In some ways, AICS can be thought of as one form of an Alternate Reality Game (ARG). In an ARG, game players collaboratively work through prefabricated parts of the game (known as artifacts), solving plot-based challenges and puzzles and advancing the storyline (often determining its ending). Although the players are external to the game, they have an internal contribution in that they help to shape it during gameplay. ARGs take place in real time and make use of transmedia when representing artifacts, allowing players to consume various types of resources and coordinate real world and online components. They are inherently complex, not easily solvable by a single participant, and are effective at engaging groups of people in a collaborative way, enabling experiential learning along the way.¹⁴

ARGs typically feature decentralized authorship, allowing a game to be dynamically shaped by many collaborating players during gameplay. Usually, a “puppet-master” designs the game, providing resources and obstacles for the game players. A “curtain” serves as a “fourth wall” metaphor to separate the puppet-masters from the game players – although it can be pulled back when necessary so that designers can interact with players to disambiguate gameplay, for example,¹⁵ Although ARGs are inherently games, the view by designers and players of ARGs is that they are not really games at all – or more specifically, that they should not feel like games at all. This is especially true of serious ARGs,¹⁶ whose storyline is plausible (which is what makes them serious ARGs).

In AICS, participants collectively solve a scenario whose storyline is plausible, akin to a serious ARG. Creators (as trans-disciplinary as they may be) craft scenarios whose artifacts serve to both support and challenge the participants. The diverse artifacts take many different forms that require participants to bring their collective expertise to the table, sharing their interpretation of artifacts and solutions in real time. The process is very organic and dynamic, often leading the players to either include or exclude artifacts very quickly. A “curtain” exists by way of the role-playing process during dramatic time. Participants and facilitators transition from real time to dramatic time during scenario deployment and take on the persona of various government agents. Inevitably, participants sometimes ask questions related to gameplay. This presents an opportunity for facilitators to essentially pull the curtain back, briefly pausing their role as agents, to provide participants with meta-information to disambiguate gameplay. These discussions sometimes result in real time tweaks to a scenario with the potential to alter subsequent briefings (i.e., change the storyline). Moreover, as a scenario plays out, facilitators may dynamically react to the actions and decisions of participants, enabling a scenario to evolve as it is being played. To some extent, as the participants organically “play” through a scenario, they may influence its storyline.

This is reinforced in the final participant briefings (which could be considered potential endings of a scenario). Teams of participants must answer three main questions (who did it?, why did they do it?, and what should the U.S. response be?), which connects a scenario with its plausible potential to have real impact on our nation-state. Participants must carefully answer these questions in the context of the real world. In essence, what would a realistic U.S. response be if this scenario had actually played out? The creators take great care to design scenarios that are plausible, even if some of the artifacts provided in briefings are fictitious.

########################################

To-do list -
1. In one to three sentences, explain why the passage on alternate reality games calls some of them serious ARGs.
2. Put the entries from the line containing "Pick out one point on every instance of the outlet" through the line containing "[(53, 316), (956, 248)]" into a JSON list of strings, one string per line and blank lines skipped. Include both of those lines and nothing outside them.
The passage above and the entries that follow are unrelated to each other.

Records excerpted from a collection
########################################

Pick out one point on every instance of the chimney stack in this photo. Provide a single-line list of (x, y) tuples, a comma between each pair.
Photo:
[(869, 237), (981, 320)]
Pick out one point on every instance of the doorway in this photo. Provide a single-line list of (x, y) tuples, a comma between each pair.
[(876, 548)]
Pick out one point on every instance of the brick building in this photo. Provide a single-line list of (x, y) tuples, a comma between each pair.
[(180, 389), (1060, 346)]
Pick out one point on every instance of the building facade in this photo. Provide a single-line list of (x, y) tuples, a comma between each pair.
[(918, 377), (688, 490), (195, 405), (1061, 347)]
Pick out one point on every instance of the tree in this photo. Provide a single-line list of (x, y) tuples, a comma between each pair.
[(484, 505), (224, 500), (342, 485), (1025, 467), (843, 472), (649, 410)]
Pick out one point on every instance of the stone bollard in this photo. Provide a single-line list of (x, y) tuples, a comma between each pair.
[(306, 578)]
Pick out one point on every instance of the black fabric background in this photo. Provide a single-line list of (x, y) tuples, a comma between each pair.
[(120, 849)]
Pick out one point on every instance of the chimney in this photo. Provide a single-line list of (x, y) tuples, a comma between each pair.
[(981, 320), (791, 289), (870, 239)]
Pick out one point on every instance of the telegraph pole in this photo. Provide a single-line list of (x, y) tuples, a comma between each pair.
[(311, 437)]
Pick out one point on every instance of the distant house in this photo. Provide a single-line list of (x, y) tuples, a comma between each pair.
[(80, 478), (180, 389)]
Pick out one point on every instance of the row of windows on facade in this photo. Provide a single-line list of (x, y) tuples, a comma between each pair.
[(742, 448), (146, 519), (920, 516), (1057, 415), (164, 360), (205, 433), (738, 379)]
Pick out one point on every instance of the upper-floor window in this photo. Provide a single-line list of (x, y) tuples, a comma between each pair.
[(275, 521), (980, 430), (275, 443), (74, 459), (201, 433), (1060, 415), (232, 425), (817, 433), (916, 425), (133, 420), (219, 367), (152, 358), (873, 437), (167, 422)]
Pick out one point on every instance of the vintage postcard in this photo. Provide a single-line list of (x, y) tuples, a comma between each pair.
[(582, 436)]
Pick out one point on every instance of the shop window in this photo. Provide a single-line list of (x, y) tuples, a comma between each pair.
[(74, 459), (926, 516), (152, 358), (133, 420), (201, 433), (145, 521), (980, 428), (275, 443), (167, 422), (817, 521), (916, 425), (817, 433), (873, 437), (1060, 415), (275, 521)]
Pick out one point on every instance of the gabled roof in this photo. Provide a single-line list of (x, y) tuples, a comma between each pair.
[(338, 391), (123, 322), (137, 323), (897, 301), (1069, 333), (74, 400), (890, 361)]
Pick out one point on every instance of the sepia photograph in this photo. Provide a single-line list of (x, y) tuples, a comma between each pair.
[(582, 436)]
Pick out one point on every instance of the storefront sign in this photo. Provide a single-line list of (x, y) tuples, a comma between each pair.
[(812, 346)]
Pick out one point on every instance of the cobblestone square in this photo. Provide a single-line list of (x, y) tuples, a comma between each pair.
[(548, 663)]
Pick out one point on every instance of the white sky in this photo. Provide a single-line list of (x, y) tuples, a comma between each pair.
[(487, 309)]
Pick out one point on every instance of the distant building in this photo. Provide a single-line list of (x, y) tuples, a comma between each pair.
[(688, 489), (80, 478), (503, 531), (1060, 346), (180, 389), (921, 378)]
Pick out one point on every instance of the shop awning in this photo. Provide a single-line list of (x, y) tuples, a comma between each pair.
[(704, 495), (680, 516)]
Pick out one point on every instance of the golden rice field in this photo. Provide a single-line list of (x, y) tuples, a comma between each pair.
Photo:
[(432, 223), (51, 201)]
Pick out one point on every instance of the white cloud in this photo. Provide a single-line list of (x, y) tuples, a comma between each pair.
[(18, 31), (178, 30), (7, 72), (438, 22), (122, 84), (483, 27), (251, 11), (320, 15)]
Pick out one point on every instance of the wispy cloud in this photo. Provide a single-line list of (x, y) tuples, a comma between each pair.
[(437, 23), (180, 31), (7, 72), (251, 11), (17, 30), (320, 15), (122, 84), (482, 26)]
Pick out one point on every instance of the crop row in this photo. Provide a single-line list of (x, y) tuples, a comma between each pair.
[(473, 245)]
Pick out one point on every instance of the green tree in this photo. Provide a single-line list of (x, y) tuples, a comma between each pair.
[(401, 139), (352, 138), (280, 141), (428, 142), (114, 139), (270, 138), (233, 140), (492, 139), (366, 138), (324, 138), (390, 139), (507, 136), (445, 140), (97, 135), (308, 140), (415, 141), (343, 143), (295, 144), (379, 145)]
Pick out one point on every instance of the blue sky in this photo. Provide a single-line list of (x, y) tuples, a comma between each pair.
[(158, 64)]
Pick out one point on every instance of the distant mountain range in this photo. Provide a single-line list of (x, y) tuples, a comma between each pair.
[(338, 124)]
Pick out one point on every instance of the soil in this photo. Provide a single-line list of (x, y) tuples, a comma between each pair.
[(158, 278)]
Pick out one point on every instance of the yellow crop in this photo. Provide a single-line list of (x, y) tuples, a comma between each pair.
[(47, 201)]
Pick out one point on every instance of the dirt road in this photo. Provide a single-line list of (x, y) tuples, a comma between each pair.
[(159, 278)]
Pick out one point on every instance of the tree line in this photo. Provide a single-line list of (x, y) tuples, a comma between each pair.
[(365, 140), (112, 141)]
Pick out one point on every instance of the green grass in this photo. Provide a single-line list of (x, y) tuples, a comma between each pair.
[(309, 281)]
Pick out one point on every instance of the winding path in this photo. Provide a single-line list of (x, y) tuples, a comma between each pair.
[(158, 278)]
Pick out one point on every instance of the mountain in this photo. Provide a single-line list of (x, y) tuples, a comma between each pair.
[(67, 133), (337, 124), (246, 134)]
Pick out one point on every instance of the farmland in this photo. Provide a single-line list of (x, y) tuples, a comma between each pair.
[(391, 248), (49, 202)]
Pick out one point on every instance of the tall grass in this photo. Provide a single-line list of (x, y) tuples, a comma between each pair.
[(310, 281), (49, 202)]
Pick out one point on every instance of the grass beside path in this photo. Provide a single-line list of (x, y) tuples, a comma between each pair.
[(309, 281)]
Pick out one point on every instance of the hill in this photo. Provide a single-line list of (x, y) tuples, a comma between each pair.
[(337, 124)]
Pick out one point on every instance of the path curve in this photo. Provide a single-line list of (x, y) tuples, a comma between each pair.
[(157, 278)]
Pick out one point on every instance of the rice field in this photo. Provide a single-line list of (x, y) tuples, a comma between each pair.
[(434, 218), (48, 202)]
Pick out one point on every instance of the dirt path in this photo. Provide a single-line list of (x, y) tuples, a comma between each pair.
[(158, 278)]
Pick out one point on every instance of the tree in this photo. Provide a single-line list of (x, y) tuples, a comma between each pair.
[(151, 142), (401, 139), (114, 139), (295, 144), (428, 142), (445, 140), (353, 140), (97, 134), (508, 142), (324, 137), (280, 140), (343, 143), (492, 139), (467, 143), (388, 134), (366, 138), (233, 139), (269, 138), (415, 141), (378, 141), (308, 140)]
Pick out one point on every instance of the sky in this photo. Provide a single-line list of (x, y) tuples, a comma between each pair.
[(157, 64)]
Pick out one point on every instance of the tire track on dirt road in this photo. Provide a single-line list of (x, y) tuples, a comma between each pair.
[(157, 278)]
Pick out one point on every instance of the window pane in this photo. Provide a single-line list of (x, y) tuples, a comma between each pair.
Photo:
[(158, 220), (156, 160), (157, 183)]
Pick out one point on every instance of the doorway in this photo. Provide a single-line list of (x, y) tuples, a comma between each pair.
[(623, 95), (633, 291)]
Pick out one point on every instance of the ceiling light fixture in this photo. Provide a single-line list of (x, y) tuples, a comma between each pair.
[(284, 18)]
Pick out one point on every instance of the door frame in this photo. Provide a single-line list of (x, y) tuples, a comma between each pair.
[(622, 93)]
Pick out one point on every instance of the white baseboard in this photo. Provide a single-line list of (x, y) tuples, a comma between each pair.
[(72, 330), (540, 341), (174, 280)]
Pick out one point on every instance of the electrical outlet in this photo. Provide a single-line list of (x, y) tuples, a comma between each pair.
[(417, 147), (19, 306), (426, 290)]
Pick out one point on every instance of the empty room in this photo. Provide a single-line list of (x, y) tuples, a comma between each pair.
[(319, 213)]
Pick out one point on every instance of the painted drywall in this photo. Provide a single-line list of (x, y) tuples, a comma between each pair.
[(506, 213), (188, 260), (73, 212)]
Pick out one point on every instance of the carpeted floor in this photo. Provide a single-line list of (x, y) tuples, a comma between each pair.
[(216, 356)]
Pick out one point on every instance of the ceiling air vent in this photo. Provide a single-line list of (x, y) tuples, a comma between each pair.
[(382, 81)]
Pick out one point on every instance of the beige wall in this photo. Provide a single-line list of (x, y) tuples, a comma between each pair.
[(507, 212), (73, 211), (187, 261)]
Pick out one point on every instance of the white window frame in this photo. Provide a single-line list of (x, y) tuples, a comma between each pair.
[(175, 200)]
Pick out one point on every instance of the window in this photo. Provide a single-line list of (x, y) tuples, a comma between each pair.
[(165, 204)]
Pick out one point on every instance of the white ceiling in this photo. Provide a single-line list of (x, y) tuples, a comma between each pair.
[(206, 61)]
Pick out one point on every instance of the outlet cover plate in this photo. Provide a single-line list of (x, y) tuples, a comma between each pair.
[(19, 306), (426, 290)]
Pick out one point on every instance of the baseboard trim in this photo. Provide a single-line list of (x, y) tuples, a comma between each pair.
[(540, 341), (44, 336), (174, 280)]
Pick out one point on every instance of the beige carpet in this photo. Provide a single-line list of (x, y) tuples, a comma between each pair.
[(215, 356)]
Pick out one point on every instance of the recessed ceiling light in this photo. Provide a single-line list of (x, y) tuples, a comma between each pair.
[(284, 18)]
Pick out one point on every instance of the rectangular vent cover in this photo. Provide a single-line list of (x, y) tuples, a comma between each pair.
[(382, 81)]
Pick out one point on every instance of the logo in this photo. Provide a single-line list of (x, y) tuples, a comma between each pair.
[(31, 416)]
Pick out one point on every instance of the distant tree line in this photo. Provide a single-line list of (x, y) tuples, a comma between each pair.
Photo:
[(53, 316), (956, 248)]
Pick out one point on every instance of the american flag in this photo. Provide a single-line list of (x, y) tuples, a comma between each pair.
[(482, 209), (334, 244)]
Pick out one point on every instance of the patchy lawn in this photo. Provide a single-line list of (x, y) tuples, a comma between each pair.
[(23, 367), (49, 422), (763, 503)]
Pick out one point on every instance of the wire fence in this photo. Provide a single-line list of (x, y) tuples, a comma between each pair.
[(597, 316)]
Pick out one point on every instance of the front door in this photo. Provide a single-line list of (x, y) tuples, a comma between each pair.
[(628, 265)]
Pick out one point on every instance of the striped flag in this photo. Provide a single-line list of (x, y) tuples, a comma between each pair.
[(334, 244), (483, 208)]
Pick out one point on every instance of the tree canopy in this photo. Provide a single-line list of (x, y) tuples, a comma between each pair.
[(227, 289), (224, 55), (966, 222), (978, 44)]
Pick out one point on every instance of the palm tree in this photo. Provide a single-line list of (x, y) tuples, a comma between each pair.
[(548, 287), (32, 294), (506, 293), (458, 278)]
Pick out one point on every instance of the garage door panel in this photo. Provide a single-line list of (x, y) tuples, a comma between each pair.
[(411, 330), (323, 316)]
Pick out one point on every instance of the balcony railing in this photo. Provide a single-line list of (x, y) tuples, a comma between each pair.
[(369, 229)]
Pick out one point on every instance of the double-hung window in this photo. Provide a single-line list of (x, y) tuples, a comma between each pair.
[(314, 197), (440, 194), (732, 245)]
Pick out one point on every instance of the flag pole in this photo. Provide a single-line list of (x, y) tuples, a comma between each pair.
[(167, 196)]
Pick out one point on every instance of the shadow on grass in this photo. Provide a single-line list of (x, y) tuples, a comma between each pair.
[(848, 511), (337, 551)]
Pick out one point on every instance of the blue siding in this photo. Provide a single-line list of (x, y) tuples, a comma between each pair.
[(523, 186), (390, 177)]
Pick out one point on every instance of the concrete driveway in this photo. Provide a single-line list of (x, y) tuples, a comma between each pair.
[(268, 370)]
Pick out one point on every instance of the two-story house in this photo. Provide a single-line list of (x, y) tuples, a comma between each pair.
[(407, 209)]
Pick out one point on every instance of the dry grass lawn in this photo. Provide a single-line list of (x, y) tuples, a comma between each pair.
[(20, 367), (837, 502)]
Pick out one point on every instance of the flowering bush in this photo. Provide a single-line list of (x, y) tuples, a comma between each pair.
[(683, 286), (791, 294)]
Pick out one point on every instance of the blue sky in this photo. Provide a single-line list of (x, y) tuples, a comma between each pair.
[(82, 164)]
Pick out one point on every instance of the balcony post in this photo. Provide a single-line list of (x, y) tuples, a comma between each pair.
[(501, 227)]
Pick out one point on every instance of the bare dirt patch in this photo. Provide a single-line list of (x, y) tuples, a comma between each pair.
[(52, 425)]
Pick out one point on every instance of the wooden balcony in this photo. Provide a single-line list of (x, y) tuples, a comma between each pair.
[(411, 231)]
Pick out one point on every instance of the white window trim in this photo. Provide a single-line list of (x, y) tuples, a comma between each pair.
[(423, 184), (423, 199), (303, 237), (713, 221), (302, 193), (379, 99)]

########################################

Exercise solutions -
1. Serious ARGs get that name because their storyline is plausible. The text states that this plausibility is what makes them serious ARGs.

2.
[
  "Pick out one point on every instance of the outlet cover plate in this photo. Provide a single-line list of (x, y) tuples, a comma between each pair.",
  "[(19, 306), (426, 290)]",
  "Pick out one point on every instance of the baseboard trim in this photo. Provide a single-line list of (x, y) tuples, a comma between each pair.",
  "[(540, 341), (44, 336), (174, 280)]",
  "Pick out one point on every instance of the beige carpet in this photo. Provide a single-line list of (x, y) tuples, a comma between each pair.",
  "[(215, 356)]",
  "Pick out one point on every instance of the recessed ceiling light in this photo. Provide a single-line list of (x, y) tuples, a comma between each pair.",
  "[(284, 18)]",
  "Pick out one point on every instance of the rectangular vent cover in this photo. Provide a single-line list of (x, y) tuples, a comma between each pair.",
  "[(382, 81)]",
  "Pick out one point on every instance of the logo in this photo. Provide a single-line list of (x, y) tuples, a comma between each pair.",
  "[(31, 416)]",
  "Pick out one point on every instance of the distant tree line in this photo. Provide a single-line list of (x, y) tuples, a comma between each pair.",
  "Photo:",
  "[(53, 316), (956, 248)]"
]